Required action A:
Reproduce the passage of the City 40 article from "Mayak stores an" up to and including "the Soviet Union.".
Required action B:
Carry on the City 40 article from its final sentence.

Extracted text:

== Segment start ==

- Directed by: Samira Goetschel
- Written by: Samira Goetschel; Monique Zavistovski;
- Produced by: André Singer (Executive producer); Samira Goetschel;
- Cinematography: Anonymous
- Edited by: Monique Zavistovski; Joe Botana;
- Music by: Michael A. Levine
- Distributed by: Cinephil
- Release date: September 1, 2016;
- Running time: 73 minutes
- Country: United States
- Language: Russian

= City 40 (film) =

City 40 (Сороковка) is a 2016 Russian documentary film directed by Samira Goetschel about the closed city of Ozyorsk, near the location of the nuclear Kyshtym disaster, Soviet Union. Footage is provided from hidden cameras and Russian archival footage as well as modern-day interviews, which are spoken in Russian and subtitled in English. In 2017, it was nominated for an Emmy Award in the News & Documentary category.

==Synopsis==
The film documents the lives of the people in Ozyorsk, Chelyabinsk Oblast, also known as Ozersk, code named "City 40". The town is near Mayak, the birthplace of the Soviet Union's nuclear weapons program as well as the location of the Kyshtym disaster. The town was modeled after plans stolen from the United States, which created its own secret atomic cities. The people living in Ozersk believe that they are saving the world. They are trapped by barbed wire fences and heavily guarded gates, but have better-than-average access to groceries and other supplies that citizens outside of the city do not have.

Mayak stores an estimated fifty tons of weapons-grade plutonium and 38 tons of enriched uranium. As of 2016, the factory produces radioactive isotopes for medical and space use, but its other activities are guarded by the state. Radioactive waste from the factory was insecurely dumped into the nearby Lake Irtyash and Techa River, creating some of the most polluted water bodies in the world, with isotopes reaching as far as the Arctic Ocean. Neither Mayak nor Ozersk existed on state maps at all until after the fall of the Soviet Union.

== Segment end ==

Dataset extract:
== Segment start ==

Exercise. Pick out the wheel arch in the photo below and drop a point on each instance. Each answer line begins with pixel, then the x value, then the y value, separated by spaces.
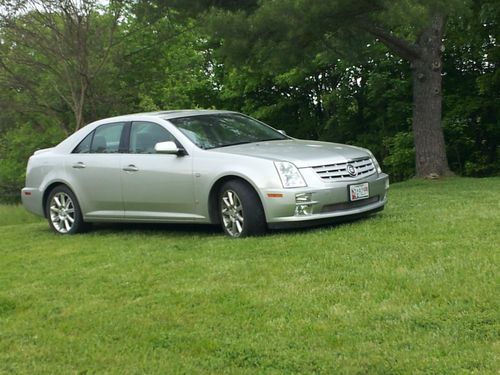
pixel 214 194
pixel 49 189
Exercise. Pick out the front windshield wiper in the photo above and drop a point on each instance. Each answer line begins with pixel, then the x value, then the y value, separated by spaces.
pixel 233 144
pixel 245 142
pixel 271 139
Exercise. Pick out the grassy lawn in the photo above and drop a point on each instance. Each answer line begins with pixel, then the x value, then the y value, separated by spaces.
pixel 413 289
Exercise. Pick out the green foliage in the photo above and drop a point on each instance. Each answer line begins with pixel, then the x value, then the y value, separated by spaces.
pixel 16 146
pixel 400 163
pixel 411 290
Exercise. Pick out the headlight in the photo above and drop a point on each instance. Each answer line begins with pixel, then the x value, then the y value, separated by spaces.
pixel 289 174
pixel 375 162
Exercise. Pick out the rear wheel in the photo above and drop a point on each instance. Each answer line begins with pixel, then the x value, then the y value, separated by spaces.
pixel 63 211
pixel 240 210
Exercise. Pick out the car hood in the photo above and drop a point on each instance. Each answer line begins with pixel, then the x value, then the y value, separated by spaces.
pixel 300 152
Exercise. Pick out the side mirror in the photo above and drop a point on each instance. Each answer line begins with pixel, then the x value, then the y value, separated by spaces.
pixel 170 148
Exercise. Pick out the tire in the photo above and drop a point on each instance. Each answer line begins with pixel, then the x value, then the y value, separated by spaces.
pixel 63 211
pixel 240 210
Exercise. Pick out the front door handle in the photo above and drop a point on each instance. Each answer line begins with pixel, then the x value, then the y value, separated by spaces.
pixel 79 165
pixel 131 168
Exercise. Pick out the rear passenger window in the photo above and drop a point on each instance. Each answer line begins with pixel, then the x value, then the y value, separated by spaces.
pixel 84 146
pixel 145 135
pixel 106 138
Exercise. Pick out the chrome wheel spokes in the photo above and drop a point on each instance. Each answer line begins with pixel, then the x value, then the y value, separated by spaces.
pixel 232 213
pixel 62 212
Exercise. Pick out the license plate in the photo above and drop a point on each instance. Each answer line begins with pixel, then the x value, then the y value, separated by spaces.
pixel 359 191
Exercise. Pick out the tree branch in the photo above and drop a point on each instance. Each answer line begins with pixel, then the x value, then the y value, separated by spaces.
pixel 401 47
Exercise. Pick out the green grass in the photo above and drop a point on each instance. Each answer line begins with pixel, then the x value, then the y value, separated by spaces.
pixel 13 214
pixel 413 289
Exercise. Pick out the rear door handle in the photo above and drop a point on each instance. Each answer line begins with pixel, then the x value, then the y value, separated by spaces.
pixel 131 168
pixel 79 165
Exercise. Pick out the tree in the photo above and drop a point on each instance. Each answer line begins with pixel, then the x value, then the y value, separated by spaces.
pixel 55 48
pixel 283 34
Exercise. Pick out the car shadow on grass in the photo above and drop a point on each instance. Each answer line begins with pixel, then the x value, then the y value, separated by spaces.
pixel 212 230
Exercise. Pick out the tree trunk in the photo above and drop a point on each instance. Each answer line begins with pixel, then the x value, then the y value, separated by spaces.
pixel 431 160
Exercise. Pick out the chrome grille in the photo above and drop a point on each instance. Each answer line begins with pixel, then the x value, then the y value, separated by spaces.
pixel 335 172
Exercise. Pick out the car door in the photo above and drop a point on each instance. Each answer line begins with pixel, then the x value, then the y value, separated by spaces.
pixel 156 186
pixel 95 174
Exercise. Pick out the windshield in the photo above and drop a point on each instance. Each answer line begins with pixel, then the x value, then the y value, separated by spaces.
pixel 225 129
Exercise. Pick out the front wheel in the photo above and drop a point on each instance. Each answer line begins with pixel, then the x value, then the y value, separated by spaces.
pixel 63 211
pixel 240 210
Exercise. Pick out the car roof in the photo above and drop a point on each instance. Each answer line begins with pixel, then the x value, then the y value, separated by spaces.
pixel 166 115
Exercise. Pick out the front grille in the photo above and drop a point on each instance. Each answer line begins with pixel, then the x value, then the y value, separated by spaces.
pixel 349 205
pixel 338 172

== Segment end ==
== Segment start ==

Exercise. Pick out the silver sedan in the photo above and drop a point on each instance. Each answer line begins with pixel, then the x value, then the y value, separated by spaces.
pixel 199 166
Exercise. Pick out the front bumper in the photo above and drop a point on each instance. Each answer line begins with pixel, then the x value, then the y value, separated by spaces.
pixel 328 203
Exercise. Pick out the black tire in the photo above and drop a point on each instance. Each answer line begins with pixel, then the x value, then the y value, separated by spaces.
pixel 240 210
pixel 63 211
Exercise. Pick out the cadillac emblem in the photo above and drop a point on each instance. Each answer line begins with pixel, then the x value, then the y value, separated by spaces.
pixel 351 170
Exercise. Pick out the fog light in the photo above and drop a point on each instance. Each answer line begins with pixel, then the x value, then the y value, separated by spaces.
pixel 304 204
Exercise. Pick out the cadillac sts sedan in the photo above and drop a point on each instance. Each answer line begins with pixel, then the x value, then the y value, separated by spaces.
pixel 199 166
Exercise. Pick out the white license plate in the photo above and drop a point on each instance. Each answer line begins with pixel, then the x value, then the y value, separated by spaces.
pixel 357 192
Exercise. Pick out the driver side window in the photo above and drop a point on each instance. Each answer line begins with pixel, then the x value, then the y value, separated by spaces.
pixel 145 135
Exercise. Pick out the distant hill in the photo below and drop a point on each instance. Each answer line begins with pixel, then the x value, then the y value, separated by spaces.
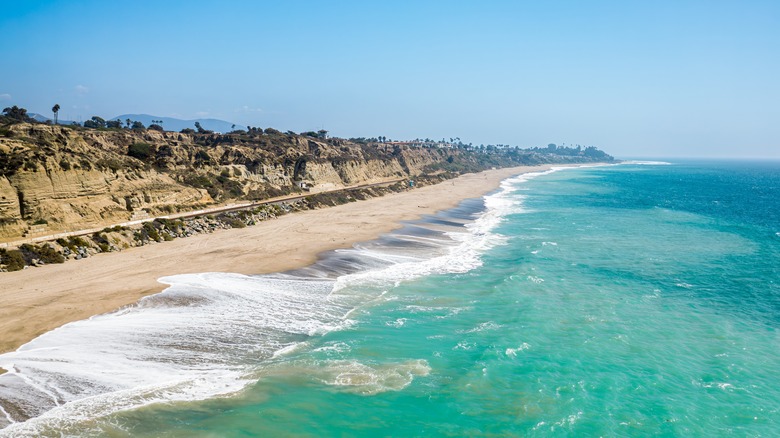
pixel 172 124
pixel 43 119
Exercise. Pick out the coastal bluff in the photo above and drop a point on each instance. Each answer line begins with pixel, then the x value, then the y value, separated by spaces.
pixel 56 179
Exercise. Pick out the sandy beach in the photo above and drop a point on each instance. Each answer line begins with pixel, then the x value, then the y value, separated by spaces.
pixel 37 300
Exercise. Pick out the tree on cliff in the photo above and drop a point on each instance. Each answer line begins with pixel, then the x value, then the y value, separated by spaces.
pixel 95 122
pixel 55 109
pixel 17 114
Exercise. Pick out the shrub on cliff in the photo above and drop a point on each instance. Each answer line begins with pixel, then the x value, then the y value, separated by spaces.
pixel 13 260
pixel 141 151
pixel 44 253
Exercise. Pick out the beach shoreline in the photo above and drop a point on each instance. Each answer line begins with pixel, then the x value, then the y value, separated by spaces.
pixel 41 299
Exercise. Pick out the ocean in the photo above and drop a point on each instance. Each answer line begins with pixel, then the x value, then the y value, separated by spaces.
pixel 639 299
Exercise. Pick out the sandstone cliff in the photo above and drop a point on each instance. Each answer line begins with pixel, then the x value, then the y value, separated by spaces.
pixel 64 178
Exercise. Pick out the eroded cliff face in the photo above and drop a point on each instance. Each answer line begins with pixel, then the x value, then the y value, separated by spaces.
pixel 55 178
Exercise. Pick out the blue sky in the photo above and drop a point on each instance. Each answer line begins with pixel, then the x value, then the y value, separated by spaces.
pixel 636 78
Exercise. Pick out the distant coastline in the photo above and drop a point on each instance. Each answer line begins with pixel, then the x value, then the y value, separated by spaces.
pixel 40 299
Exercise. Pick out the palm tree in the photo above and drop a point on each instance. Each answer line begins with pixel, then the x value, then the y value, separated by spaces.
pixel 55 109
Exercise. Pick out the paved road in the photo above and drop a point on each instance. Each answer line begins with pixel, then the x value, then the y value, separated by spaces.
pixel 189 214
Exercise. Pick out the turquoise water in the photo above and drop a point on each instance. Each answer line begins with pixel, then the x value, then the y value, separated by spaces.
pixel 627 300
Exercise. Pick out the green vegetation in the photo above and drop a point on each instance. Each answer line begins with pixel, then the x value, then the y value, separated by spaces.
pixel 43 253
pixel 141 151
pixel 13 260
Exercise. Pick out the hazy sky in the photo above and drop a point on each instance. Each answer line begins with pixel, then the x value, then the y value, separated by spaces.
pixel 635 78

== Segment end ==

Task result A:
Mayak stores an estimated fifty tons of weapons-grade plutonium and 38 tons of enriched uranium. As of 2016, the factory produces radioactive isotopes for medical and space use, but its other activities are guarded by the state. Radioactive waste from the factory was insecurely dumped into the nearby Lake Irtyash and Techa River, creating some of the most polluted water bodies in the world, with isotopes reaching as far as the Arctic Ocean. Neither Mayak nor Ozersk existed on state maps at all until after the fall of the Soviet Union.

Task result B:
The documentary interviews residents and other people. Nadezhda Kutepova, an attorney and civil rights activist in Ozersk whose beliefs changed from thinking the town was doing its patriotic duty for the state to being confronted with the ecological damage being caused by radioactive waste, defends its citizens who have been affected by the radiation. Vladimir Kuznetsov, a member of the Russian Atomic Energy Corporation, gives details of how the factory is heavily guarded. Journalists, scientists and other interviewees, some with their faces obscured, tell of life in the factory and the town and how their families have suffered from early deaths due to the unsecure handling of the radioactive substances.

An epilogue tells of how Kutepova and her family later fled the area and were granted asylum in France after being persecuted by the Russian government for her activities. It also lists a number of secret cities, past and present, around the world.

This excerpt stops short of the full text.